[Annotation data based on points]
+===+

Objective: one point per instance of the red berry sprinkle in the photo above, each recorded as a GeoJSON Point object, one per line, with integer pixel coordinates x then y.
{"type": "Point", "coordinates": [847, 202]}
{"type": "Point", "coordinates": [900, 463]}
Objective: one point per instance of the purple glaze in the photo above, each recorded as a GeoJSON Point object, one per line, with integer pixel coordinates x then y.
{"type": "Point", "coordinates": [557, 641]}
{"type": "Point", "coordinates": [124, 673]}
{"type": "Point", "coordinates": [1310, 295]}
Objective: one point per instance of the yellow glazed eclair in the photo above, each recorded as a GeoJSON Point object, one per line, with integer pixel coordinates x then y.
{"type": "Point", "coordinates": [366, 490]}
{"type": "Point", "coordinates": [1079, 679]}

+===+

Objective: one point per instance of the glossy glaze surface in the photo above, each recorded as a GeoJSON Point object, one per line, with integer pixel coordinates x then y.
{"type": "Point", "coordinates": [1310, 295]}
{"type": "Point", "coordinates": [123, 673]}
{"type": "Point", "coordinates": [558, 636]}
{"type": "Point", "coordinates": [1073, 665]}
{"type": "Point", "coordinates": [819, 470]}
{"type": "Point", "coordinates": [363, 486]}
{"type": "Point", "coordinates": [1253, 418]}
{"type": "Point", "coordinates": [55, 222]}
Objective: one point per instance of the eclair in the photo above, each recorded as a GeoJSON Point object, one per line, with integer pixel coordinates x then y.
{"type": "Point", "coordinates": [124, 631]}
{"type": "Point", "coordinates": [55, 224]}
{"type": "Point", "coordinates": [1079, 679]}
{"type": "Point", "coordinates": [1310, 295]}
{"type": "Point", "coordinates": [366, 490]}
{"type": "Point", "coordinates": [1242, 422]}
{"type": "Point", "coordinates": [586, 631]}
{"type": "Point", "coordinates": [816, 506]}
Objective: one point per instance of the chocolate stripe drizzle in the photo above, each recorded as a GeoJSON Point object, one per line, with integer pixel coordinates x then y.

+===+

▶ _Given task_:
Convert the lines of the records between the one containing "Objective: one point per instance of the eclair" and the one containing "Objective: one point per instance of the chocolate", inclusive, into a JSON list of strings with one string per line, omitting any blank lines.

▶ _The answer_:
[
  "Objective: one point per instance of the eclair in the photo above, each recorded as a GeoJSON Point object, one per line, with integer pixel coordinates x then y.",
  "{\"type\": \"Point\", \"coordinates\": [124, 631]}",
  "{\"type\": \"Point\", \"coordinates\": [55, 224]}",
  "{\"type\": \"Point\", \"coordinates\": [1079, 679]}",
  "{\"type\": \"Point\", \"coordinates\": [1310, 295]}",
  "{\"type\": \"Point\", \"coordinates\": [366, 490]}",
  "{\"type\": \"Point\", \"coordinates\": [1242, 422]}",
  "{\"type\": \"Point\", \"coordinates\": [586, 631]}",
  "{\"type\": \"Point\", \"coordinates\": [816, 506]}",
  "Objective: one point per instance of the chocolate stripe drizzle in the photo above, each recorded as a GeoJSON Point object, one per line, with integer pixel coordinates x then y."
]